Source records>

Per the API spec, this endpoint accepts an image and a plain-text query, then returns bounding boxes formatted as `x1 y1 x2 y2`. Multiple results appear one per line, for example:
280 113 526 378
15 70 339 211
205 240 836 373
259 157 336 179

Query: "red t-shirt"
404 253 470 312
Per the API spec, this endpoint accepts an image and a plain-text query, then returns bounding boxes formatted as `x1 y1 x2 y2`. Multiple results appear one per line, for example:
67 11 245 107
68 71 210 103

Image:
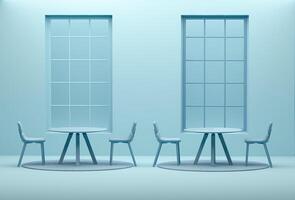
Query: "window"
46 16 112 130
182 16 247 130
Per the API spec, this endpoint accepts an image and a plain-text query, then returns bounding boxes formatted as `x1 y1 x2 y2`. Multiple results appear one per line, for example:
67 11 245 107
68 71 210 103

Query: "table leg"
194 133 209 165
82 133 98 164
211 133 216 165
59 133 73 164
218 133 233 165
76 133 80 165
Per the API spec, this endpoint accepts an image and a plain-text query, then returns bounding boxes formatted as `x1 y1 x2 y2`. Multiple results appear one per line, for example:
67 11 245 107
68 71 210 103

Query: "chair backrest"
264 122 273 142
153 122 161 142
128 122 137 141
17 121 27 142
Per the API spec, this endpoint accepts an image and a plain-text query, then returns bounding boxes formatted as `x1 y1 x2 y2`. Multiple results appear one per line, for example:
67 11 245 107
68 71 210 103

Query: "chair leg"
176 142 181 165
245 143 249 166
18 143 27 167
128 143 137 166
41 142 45 165
263 144 272 168
110 142 114 165
153 143 162 167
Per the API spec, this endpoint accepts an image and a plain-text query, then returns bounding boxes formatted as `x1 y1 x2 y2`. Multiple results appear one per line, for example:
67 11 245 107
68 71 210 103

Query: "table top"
48 127 108 133
184 127 243 134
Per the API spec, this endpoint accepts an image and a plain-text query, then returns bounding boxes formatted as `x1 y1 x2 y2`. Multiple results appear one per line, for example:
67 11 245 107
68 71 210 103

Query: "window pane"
205 19 224 37
51 83 69 105
51 37 69 59
185 107 204 128
205 107 224 127
205 61 224 83
91 83 111 105
91 37 109 59
51 106 69 127
226 84 244 106
205 38 224 60
226 61 244 83
91 59 109 68
186 38 204 60
70 37 89 59
70 83 89 105
186 19 204 37
50 19 68 36
51 61 69 82
91 106 111 128
226 20 244 37
70 106 90 126
226 107 244 129
205 84 224 106
91 19 109 36
70 60 89 82
186 61 204 83
91 60 111 82
70 19 89 36
186 84 204 106
226 38 244 60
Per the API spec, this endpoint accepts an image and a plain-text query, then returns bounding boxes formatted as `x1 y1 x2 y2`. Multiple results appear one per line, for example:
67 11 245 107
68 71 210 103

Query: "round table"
48 127 107 165
184 128 243 166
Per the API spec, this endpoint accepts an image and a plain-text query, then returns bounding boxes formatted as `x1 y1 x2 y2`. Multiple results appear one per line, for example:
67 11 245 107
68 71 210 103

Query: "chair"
245 123 273 167
109 122 137 166
153 122 181 167
17 122 46 167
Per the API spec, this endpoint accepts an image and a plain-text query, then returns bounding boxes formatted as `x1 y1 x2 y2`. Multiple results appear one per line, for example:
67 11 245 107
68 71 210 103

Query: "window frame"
45 15 113 131
181 15 248 131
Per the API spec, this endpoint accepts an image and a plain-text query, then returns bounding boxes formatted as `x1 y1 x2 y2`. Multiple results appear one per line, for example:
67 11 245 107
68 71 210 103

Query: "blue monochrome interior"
0 0 295 200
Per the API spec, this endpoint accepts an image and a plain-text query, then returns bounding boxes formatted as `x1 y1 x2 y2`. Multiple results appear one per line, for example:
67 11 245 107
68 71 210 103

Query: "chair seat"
25 137 45 143
160 137 181 143
245 138 265 144
109 137 129 143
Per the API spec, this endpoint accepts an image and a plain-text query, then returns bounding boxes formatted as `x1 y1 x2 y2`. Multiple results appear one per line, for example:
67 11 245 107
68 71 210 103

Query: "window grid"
50 36 108 38
50 82 111 84
186 106 244 108
68 19 72 124
223 19 226 128
203 20 206 127
186 82 245 84
47 16 112 129
51 105 110 107
88 18 92 124
186 59 245 61
186 36 244 38
182 16 247 130
51 59 108 61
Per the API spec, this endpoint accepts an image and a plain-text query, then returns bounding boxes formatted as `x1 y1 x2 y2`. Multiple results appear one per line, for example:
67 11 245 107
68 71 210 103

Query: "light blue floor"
0 156 295 200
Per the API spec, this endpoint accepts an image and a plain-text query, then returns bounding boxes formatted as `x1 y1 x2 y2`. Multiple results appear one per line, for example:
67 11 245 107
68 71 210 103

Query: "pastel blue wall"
0 0 294 156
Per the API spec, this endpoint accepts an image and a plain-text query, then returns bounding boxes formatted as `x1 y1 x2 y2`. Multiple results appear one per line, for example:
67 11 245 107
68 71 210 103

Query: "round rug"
157 160 269 172
22 160 134 171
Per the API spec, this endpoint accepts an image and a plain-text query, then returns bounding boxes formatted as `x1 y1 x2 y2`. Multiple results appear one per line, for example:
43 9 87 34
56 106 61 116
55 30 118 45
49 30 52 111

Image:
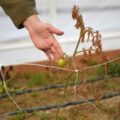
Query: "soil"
13 49 120 73
0 49 120 120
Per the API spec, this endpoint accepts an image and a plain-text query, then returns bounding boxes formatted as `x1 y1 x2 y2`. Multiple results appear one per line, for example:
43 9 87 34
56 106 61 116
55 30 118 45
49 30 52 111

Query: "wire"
15 63 75 72
72 57 109 120
0 56 120 119
3 56 120 73
0 74 119 100
0 91 120 118
72 57 102 113
85 56 120 70
0 66 22 111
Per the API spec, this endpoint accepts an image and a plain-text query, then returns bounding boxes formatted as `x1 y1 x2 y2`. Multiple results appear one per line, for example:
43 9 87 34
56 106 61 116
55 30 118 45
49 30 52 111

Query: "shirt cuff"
12 7 38 29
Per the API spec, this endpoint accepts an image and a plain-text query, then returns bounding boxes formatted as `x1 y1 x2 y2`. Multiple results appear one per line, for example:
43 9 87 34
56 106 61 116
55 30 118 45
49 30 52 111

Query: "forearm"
0 0 38 29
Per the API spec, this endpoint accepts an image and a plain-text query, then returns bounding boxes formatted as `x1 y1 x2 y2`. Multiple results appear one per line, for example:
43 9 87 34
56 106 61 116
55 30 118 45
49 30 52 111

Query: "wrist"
23 15 41 31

Exercise>
Omit the pictures, then give all the lines above again exactly.

Output for this task>
Per the API spec, this endpoint accepts an image and a plain-text query, then returns bounding boxes formatted as `x1 y1 x2 y2`. Multiple results appear one per line, for example:
280 113 526 378
15 70 339 211
205 240 836 373
259 157 336 179

Query: "red t-shirt"
404 253 470 312
Per the API spec, this endpoint accepts an image and a plain-text query, then returns bounding boxes formatted as `x1 y1 x2 y2`. Multiple results appear one per line, for example:
67 11 245 107
68 71 210 103

Image:
Query: "window"
46 16 112 130
182 16 247 130
Per the API spec, this endpoint accepts an image and a plain-text query, then returns bounding boxes formatted as `x1 y1 x2 y2`. Multiple results appear one per line, for example:
67 11 245 107
68 71 210 103

Query: "table leg"
194 133 209 165
82 133 98 164
211 133 216 165
59 133 73 164
218 133 233 165
76 133 80 165
Per the API spec, this endpoint accepts an image and a plain-text query, then returns bounding boxes formatted as `x1 y1 x2 y2`. Multiple results appear one per line, for example:
67 11 245 107
68 71 210 103

Query: "chair backrest"
264 122 273 142
153 122 161 142
128 122 137 141
17 121 27 142
Per the API spec, this endpoint accepts an image and a plain-text query, then returns bounding boxes formatted as `x1 y1 x2 y2`. Multiple results appear one per line, for example:
67 11 245 107
68 71 210 103

Query: "chair leg"
176 142 181 165
245 143 249 166
18 143 27 167
128 143 137 166
41 142 45 165
263 144 272 168
110 142 114 165
153 143 162 167
Per the API spec, this endpoint accepts an image and a plain-text query, then returns bounding boxes formatted as `x1 y1 x2 y2`. Multiple results appear one per line, for example:
67 11 245 107
68 71 210 103

Query: "table top"
48 127 108 133
184 127 243 134
Per the API spec, this endpoint accepts an image and a plain-text query, then returns bounding boxes formatted as `x1 y1 x2 y2`. Multiple results appear one per line, for example:
67 11 245 107
68 71 210 103

Query: "window pane"
205 19 224 37
51 83 69 105
51 37 69 59
185 107 204 128
205 107 224 127
205 61 224 83
91 83 111 105
91 37 109 59
51 106 69 127
226 84 244 106
205 38 224 60
226 61 244 83
91 59 109 68
186 38 204 60
70 37 89 59
70 83 89 105
186 19 204 37
50 19 68 36
51 61 69 82
91 106 111 128
226 20 244 37
70 106 90 126
226 107 244 129
205 84 224 106
91 19 109 36
70 60 89 82
186 61 204 83
91 60 111 82
70 19 89 36
186 84 204 106
226 38 244 60
Per the API spec, this endpoint accepts an image and a plain-text query, then returns bounding boxes formatted as `x1 y1 x2 y2`. Multiple results appear one per line, for example:
67 11 245 107
68 71 210 103

Query: "round table"
48 127 107 165
184 128 243 166
Per the API spec, this endpoint accepts an image and a plain-text query, then returns bounding boxes formatted as `x1 y1 x2 y2`. Multiple results appear one per line, for example:
67 11 245 107
68 71 210 103

Query: "chair"
245 123 273 167
109 122 137 166
153 122 181 167
17 122 46 167
Per the API spec, this endpoint accepts an image and a plain-text query, then returns bounding boxes formatted as `x1 y1 x2 y2`. Multiple results appear one per line, for example:
67 11 245 107
68 71 210 103

Query: "window frame"
45 15 113 131
181 15 248 131
Per the API spec, this endpoint accepts an image and a plain-text query, then returns bounding boxes formatted as `x1 y1 x2 y2`. Multiple results appear one per line, for example:
67 11 245 107
68 71 210 103

Query: "blue monochrome interior"
0 0 295 200
Per the API spec, this endpoint accepts an image and a plain-text query, then returns bounding boxes formatted as `x1 y1 x2 y2`. Multiple results appear one per line, for example:
67 11 245 107
68 71 210 103

Query: "chair seat"
25 137 45 143
160 137 181 143
245 138 265 144
109 137 129 143
Per the API spec, this endpoint accepts an image and a plain-text query, then returns bounding boxes formatted as `x1 y1 x2 y2`. Multiple results appear one per line, for example:
67 11 245 107
68 71 210 103

Query: "window grid"
50 36 108 38
50 82 111 84
186 106 244 108
68 19 72 124
223 19 226 128
203 20 206 127
186 82 245 84
47 16 112 129
51 105 110 107
88 18 92 124
186 59 245 61
186 36 244 38
182 16 247 130
51 59 108 61
Per the API spec, this endpoint accepts an image and a plain-text query, then returns bounding boxes formatted as `x1 y1 x2 y2`. Multiple results appear one per line, for example:
67 11 245 107
68 71 210 103

Query: "light blue floor"
0 156 295 200
Per the API spec, this endpoint accepts an image and a plain-text query, then returns bounding boxes formatted as `x1 y1 x2 y2`. Multiple results appear one per line, for example:
67 11 245 107
68 71 210 103

Query: "pastel blue wall"
0 0 294 156
Per the API spec, this endpoint accepts an image and a plain-text query, then returns bounding boxes formatted as `x1 y1 x2 y2`. Multiple results appear one per line, for example:
67 11 245 107
68 71 210 103

Query: "round rug"
157 160 269 172
22 160 134 171
Per the API spec, this endpoint accepts an image and a plain-text query, then returns bounding boxes formatted as `x1 y1 x2 y2`. Multiple results appear one per line, for example:
43 9 87 34
56 106 61 116
55 30 118 45
49 30 52 111

Image:
Query: "soil"
13 49 120 73
0 49 120 120
Per the API spec, this endpoint accepts an image and a plain-text query, then returns bounding boxes formatted as `x1 y1 x2 y2`. Multiple results appear one per line, for example:
43 9 87 34
56 106 61 116
55 30 118 45
49 30 52 111

Query: "wire"
15 63 75 72
72 57 109 120
0 56 120 119
3 56 120 73
0 74 119 100
0 91 120 118
72 57 102 113
85 56 120 70
0 66 22 111
Per the API spec, this endpoint accepts an image and a plain-text query, then returns bounding boxes formatted as `x1 y1 x2 y2`. Multiple results appear one per line, for example:
43 9 87 34
56 106 61 116
55 30 118 45
49 30 52 111

Query: "shirt cuff"
12 7 38 29
Per the API spec, this endpoint accepts an image and a plain-text query, then returns bounding boxes formatted as `x1 y1 x2 y2`. Multiple results appear one per line, for example:
43 9 87 34
56 106 61 116
55 30 118 45
49 30 52 111

Query: "forearm"
0 0 38 29
Per the API spec, this endpoint accepts an image and a plain-text query, then returns bounding boxes formatted as `x1 y1 x2 y2`. Multiple results appear one per line, for example:
43 9 87 34
56 106 61 116
55 30 118 45
49 30 52 111

Query: "wrist"
23 15 41 31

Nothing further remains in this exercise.